> _PROBLEM TO SOLVE_:
Lines before the one containing "Can you see the bird's tail" are not wanted. Transcribe that line and all after it exactly, to the end of the entries.

=== Begin Enclosure ===

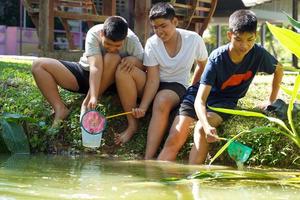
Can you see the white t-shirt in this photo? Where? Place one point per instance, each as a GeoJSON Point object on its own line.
{"type": "Point", "coordinates": [93, 46]}
{"type": "Point", "coordinates": [178, 68]}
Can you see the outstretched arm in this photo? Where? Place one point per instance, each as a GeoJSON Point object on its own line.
{"type": "Point", "coordinates": [198, 71]}
{"type": "Point", "coordinates": [200, 108]}
{"type": "Point", "coordinates": [96, 70]}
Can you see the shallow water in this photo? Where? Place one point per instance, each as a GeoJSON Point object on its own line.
{"type": "Point", "coordinates": [90, 177]}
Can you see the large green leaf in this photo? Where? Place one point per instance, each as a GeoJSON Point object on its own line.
{"type": "Point", "coordinates": [289, 39]}
{"type": "Point", "coordinates": [225, 146]}
{"type": "Point", "coordinates": [14, 137]}
{"type": "Point", "coordinates": [238, 112]}
{"type": "Point", "coordinates": [289, 92]}
{"type": "Point", "coordinates": [15, 117]}
{"type": "Point", "coordinates": [251, 114]}
{"type": "Point", "coordinates": [294, 23]}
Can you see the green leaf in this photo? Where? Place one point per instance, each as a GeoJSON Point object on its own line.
{"type": "Point", "coordinates": [289, 92]}
{"type": "Point", "coordinates": [251, 114]}
{"type": "Point", "coordinates": [289, 39]}
{"type": "Point", "coordinates": [225, 146]}
{"type": "Point", "coordinates": [294, 23]}
{"type": "Point", "coordinates": [238, 112]}
{"type": "Point", "coordinates": [15, 117]}
{"type": "Point", "coordinates": [14, 137]}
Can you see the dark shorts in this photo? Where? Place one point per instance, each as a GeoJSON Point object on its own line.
{"type": "Point", "coordinates": [81, 75]}
{"type": "Point", "coordinates": [187, 105]}
{"type": "Point", "coordinates": [174, 86]}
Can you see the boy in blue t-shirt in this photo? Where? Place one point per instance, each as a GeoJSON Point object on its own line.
{"type": "Point", "coordinates": [226, 78]}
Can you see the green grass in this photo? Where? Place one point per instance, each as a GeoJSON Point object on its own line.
{"type": "Point", "coordinates": [19, 94]}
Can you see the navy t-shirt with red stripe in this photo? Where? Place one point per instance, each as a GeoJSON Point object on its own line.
{"type": "Point", "coordinates": [231, 81]}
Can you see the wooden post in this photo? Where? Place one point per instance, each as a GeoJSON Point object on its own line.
{"type": "Point", "coordinates": [46, 26]}
{"type": "Point", "coordinates": [141, 21]}
{"type": "Point", "coordinates": [109, 7]}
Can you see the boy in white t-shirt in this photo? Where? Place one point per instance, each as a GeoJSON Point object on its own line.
{"type": "Point", "coordinates": [169, 56]}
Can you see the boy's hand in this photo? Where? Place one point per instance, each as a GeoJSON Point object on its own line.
{"type": "Point", "coordinates": [138, 112]}
{"type": "Point", "coordinates": [211, 134]}
{"type": "Point", "coordinates": [264, 105]}
{"type": "Point", "coordinates": [92, 103]}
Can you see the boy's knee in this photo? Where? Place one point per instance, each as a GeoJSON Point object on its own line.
{"type": "Point", "coordinates": [36, 65]}
{"type": "Point", "coordinates": [112, 58]}
{"type": "Point", "coordinates": [172, 143]}
{"type": "Point", "coordinates": [121, 74]}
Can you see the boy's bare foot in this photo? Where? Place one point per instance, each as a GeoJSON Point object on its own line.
{"type": "Point", "coordinates": [126, 135]}
{"type": "Point", "coordinates": [59, 116]}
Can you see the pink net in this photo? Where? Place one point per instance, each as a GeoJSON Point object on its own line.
{"type": "Point", "coordinates": [93, 122]}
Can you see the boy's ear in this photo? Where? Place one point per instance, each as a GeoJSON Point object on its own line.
{"type": "Point", "coordinates": [229, 35]}
{"type": "Point", "coordinates": [175, 21]}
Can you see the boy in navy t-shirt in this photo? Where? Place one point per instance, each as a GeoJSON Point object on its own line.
{"type": "Point", "coordinates": [228, 73]}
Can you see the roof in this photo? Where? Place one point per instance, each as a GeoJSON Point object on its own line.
{"type": "Point", "coordinates": [250, 3]}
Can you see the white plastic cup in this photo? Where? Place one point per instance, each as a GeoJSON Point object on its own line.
{"type": "Point", "coordinates": [89, 140]}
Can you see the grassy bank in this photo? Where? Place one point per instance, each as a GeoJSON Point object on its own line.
{"type": "Point", "coordinates": [19, 94]}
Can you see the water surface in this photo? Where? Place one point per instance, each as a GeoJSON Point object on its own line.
{"type": "Point", "coordinates": [91, 177]}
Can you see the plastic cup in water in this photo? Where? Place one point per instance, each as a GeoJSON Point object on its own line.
{"type": "Point", "coordinates": [92, 126]}
{"type": "Point", "coordinates": [91, 140]}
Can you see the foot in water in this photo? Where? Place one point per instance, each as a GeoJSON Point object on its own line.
{"type": "Point", "coordinates": [59, 116]}
{"type": "Point", "coordinates": [126, 135]}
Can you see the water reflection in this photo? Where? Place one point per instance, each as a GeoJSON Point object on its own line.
{"type": "Point", "coordinates": [90, 177]}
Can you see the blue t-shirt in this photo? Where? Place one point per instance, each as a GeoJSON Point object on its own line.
{"type": "Point", "coordinates": [231, 81]}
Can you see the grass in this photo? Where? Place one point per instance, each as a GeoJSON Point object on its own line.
{"type": "Point", "coordinates": [19, 94]}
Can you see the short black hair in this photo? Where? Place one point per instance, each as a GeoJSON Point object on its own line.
{"type": "Point", "coordinates": [162, 10]}
{"type": "Point", "coordinates": [115, 28]}
{"type": "Point", "coordinates": [243, 21]}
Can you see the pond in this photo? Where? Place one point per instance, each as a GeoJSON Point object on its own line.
{"type": "Point", "coordinates": [92, 177]}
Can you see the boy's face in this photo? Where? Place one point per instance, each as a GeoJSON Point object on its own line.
{"type": "Point", "coordinates": [241, 43]}
{"type": "Point", "coordinates": [109, 45]}
{"type": "Point", "coordinates": [164, 28]}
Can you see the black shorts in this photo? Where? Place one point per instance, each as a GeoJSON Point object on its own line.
{"type": "Point", "coordinates": [178, 88]}
{"type": "Point", "coordinates": [82, 76]}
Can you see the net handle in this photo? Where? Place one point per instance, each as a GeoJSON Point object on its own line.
{"type": "Point", "coordinates": [120, 114]}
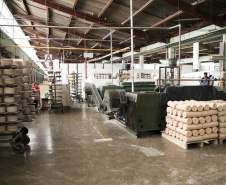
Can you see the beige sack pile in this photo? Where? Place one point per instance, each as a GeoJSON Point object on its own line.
{"type": "Point", "coordinates": [196, 120]}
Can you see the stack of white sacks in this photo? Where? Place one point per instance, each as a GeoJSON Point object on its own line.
{"type": "Point", "coordinates": [196, 120]}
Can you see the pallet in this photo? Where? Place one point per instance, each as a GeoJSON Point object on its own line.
{"type": "Point", "coordinates": [221, 141]}
{"type": "Point", "coordinates": [184, 145]}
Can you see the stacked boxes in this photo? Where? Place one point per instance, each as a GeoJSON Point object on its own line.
{"type": "Point", "coordinates": [195, 121]}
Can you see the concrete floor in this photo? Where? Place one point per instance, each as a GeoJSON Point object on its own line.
{"type": "Point", "coordinates": [65, 149]}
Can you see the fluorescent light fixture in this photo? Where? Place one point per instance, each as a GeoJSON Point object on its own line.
{"type": "Point", "coordinates": [218, 58]}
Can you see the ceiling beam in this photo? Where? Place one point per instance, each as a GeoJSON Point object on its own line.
{"type": "Point", "coordinates": [87, 17]}
{"type": "Point", "coordinates": [69, 22]}
{"type": "Point", "coordinates": [26, 9]}
{"type": "Point", "coordinates": [105, 8]}
{"type": "Point", "coordinates": [99, 15]}
{"type": "Point", "coordinates": [194, 11]}
{"type": "Point", "coordinates": [64, 30]}
{"type": "Point", "coordinates": [24, 4]}
{"type": "Point", "coordinates": [147, 4]}
{"type": "Point", "coordinates": [192, 28]}
{"type": "Point", "coordinates": [174, 15]}
{"type": "Point", "coordinates": [127, 20]}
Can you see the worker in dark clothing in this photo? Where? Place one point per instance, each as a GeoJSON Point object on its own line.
{"type": "Point", "coordinates": [204, 80]}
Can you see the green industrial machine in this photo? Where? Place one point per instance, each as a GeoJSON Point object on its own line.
{"type": "Point", "coordinates": [114, 100]}
{"type": "Point", "coordinates": [143, 112]}
{"type": "Point", "coordinates": [138, 86]}
{"type": "Point", "coordinates": [102, 89]}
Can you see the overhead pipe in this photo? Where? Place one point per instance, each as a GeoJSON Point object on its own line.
{"type": "Point", "coordinates": [93, 28]}
{"type": "Point", "coordinates": [132, 57]}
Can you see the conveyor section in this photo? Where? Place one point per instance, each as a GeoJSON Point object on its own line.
{"type": "Point", "coordinates": [96, 97]}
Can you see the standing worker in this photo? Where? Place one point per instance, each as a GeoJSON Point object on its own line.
{"type": "Point", "coordinates": [36, 94]}
{"type": "Point", "coordinates": [211, 82]}
{"type": "Point", "coordinates": [205, 79]}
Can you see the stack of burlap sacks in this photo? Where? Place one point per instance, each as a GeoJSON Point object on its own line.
{"type": "Point", "coordinates": [196, 120]}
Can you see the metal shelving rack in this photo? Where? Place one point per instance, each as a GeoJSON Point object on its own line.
{"type": "Point", "coordinates": [55, 93]}
{"type": "Point", "coordinates": [75, 86]}
{"type": "Point", "coordinates": [7, 127]}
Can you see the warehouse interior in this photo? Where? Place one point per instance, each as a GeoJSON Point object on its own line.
{"type": "Point", "coordinates": [112, 92]}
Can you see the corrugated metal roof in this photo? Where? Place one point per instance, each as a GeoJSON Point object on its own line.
{"type": "Point", "coordinates": [116, 13]}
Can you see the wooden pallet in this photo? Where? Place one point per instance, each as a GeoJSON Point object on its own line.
{"type": "Point", "coordinates": [221, 141]}
{"type": "Point", "coordinates": [184, 145]}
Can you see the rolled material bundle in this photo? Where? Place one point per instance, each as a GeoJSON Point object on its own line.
{"type": "Point", "coordinates": [208, 119]}
{"type": "Point", "coordinates": [184, 120]}
{"type": "Point", "coordinates": [9, 90]}
{"type": "Point", "coordinates": [11, 109]}
{"type": "Point", "coordinates": [194, 108]}
{"type": "Point", "coordinates": [170, 127]}
{"type": "Point", "coordinates": [18, 89]}
{"type": "Point", "coordinates": [25, 71]}
{"type": "Point", "coordinates": [24, 102]}
{"type": "Point", "coordinates": [2, 109]}
{"type": "Point", "coordinates": [184, 107]}
{"type": "Point", "coordinates": [190, 139]}
{"type": "Point", "coordinates": [183, 132]}
{"type": "Point", "coordinates": [6, 62]}
{"type": "Point", "coordinates": [25, 63]}
{"type": "Point", "coordinates": [2, 119]}
{"type": "Point", "coordinates": [170, 132]}
{"type": "Point", "coordinates": [27, 94]}
{"type": "Point", "coordinates": [19, 106]}
{"type": "Point", "coordinates": [195, 133]}
{"type": "Point", "coordinates": [209, 113]}
{"type": "Point", "coordinates": [9, 99]}
{"type": "Point", "coordinates": [209, 131]}
{"type": "Point", "coordinates": [26, 79]}
{"type": "Point", "coordinates": [20, 115]}
{"type": "Point", "coordinates": [33, 115]}
{"type": "Point", "coordinates": [192, 127]}
{"type": "Point", "coordinates": [201, 132]}
{"type": "Point", "coordinates": [192, 114]}
{"type": "Point", "coordinates": [167, 130]}
{"type": "Point", "coordinates": [17, 63]}
{"type": "Point", "coordinates": [31, 101]}
{"type": "Point", "coordinates": [215, 130]}
{"type": "Point", "coordinates": [202, 120]}
{"type": "Point", "coordinates": [18, 80]}
{"type": "Point", "coordinates": [12, 127]}
{"type": "Point", "coordinates": [195, 120]}
{"type": "Point", "coordinates": [27, 110]}
{"type": "Point", "coordinates": [18, 72]}
{"type": "Point", "coordinates": [222, 136]}
{"type": "Point", "coordinates": [9, 81]}
{"type": "Point", "coordinates": [174, 112]}
{"type": "Point", "coordinates": [209, 136]}
{"type": "Point", "coordinates": [32, 108]}
{"type": "Point", "coordinates": [12, 118]}
{"type": "Point", "coordinates": [180, 125]}
{"type": "Point", "coordinates": [2, 128]}
{"type": "Point", "coordinates": [175, 123]}
{"type": "Point", "coordinates": [223, 113]}
{"type": "Point", "coordinates": [214, 118]}
{"type": "Point", "coordinates": [17, 98]}
{"type": "Point", "coordinates": [8, 72]}
{"type": "Point", "coordinates": [180, 113]}
{"type": "Point", "coordinates": [222, 130]}
{"type": "Point", "coordinates": [211, 124]}
{"type": "Point", "coordinates": [221, 125]}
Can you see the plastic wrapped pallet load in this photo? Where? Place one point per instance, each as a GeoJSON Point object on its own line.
{"type": "Point", "coordinates": [194, 121]}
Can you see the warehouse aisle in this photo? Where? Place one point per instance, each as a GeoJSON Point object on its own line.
{"type": "Point", "coordinates": [82, 147]}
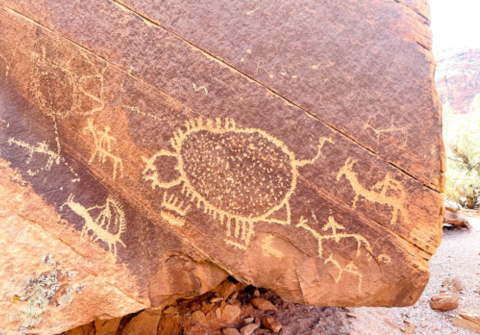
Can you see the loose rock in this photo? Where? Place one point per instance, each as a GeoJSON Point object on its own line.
{"type": "Point", "coordinates": [230, 331]}
{"type": "Point", "coordinates": [272, 324]}
{"type": "Point", "coordinates": [263, 304]}
{"type": "Point", "coordinates": [444, 302]}
{"type": "Point", "coordinates": [467, 319]}
{"type": "Point", "coordinates": [248, 329]}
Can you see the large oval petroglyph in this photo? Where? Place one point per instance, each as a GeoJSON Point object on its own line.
{"type": "Point", "coordinates": [240, 175]}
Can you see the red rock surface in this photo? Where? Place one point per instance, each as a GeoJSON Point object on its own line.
{"type": "Point", "coordinates": [164, 146]}
{"type": "Point", "coordinates": [458, 78]}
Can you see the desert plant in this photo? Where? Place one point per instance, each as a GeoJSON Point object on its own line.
{"type": "Point", "coordinates": [462, 142]}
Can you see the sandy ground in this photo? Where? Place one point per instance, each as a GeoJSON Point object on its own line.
{"type": "Point", "coordinates": [458, 256]}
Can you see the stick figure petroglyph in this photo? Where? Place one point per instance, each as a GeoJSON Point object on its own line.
{"type": "Point", "coordinates": [103, 147]}
{"type": "Point", "coordinates": [109, 225]}
{"type": "Point", "coordinates": [386, 192]}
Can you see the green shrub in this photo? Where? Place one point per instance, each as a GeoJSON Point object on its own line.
{"type": "Point", "coordinates": [462, 143]}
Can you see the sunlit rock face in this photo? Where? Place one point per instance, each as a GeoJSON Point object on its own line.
{"type": "Point", "coordinates": [149, 150]}
{"type": "Point", "coordinates": [458, 79]}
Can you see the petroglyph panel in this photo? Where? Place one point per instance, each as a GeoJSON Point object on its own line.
{"type": "Point", "coordinates": [238, 176]}
{"type": "Point", "coordinates": [187, 170]}
{"type": "Point", "coordinates": [103, 148]}
{"type": "Point", "coordinates": [65, 85]}
{"type": "Point", "coordinates": [389, 192]}
{"type": "Point", "coordinates": [108, 225]}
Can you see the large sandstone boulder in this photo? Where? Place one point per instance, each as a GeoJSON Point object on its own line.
{"type": "Point", "coordinates": [149, 149]}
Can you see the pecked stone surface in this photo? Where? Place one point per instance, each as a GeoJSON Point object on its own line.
{"type": "Point", "coordinates": [166, 164]}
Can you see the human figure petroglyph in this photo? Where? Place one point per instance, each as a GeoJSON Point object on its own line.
{"type": "Point", "coordinates": [103, 147]}
{"type": "Point", "coordinates": [108, 226]}
{"type": "Point", "coordinates": [239, 176]}
{"type": "Point", "coordinates": [6, 62]}
{"type": "Point", "coordinates": [386, 192]}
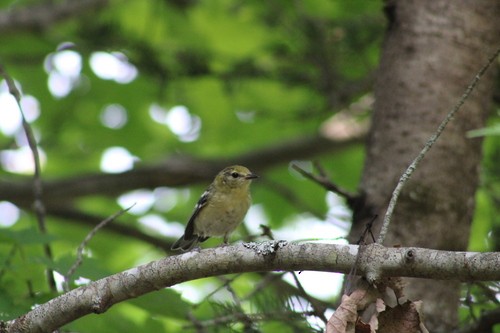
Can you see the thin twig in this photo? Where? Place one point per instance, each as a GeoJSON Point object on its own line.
{"type": "Point", "coordinates": [409, 171]}
{"type": "Point", "coordinates": [39, 207]}
{"type": "Point", "coordinates": [83, 244]}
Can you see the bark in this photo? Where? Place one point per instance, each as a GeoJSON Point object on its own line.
{"type": "Point", "coordinates": [432, 50]}
{"type": "Point", "coordinates": [98, 296]}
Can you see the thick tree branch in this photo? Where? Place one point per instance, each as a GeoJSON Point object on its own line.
{"type": "Point", "coordinates": [100, 295]}
{"type": "Point", "coordinates": [176, 171]}
{"type": "Point", "coordinates": [44, 15]}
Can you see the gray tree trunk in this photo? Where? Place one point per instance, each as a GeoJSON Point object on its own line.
{"type": "Point", "coordinates": [432, 50]}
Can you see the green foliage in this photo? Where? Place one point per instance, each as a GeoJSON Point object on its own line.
{"type": "Point", "coordinates": [254, 74]}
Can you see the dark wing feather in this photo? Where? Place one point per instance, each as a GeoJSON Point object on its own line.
{"type": "Point", "coordinates": [189, 233]}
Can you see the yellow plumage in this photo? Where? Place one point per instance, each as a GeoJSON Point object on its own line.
{"type": "Point", "coordinates": [220, 209]}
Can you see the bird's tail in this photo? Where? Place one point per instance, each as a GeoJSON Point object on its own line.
{"type": "Point", "coordinates": [185, 244]}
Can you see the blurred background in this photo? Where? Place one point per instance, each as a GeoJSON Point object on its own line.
{"type": "Point", "coordinates": [142, 102]}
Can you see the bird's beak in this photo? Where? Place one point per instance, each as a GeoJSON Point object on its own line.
{"type": "Point", "coordinates": [251, 176]}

=== End Enclosure ===

> _EXERCISE OUTPUT_:
Can you see the bird's tail in this photo? Where? Place one point per instance, each as a GeoJSON Point object on its own line.
{"type": "Point", "coordinates": [185, 244]}
Can you see the blurred background in this photo? Where? Place one point per instance, each as a GeoJSON Point object on its own line.
{"type": "Point", "coordinates": [142, 102]}
Can you see the bird's beak in this photo? Where? Place one point per instance, each as a GeoJSON Point object on its own line.
{"type": "Point", "coordinates": [251, 176]}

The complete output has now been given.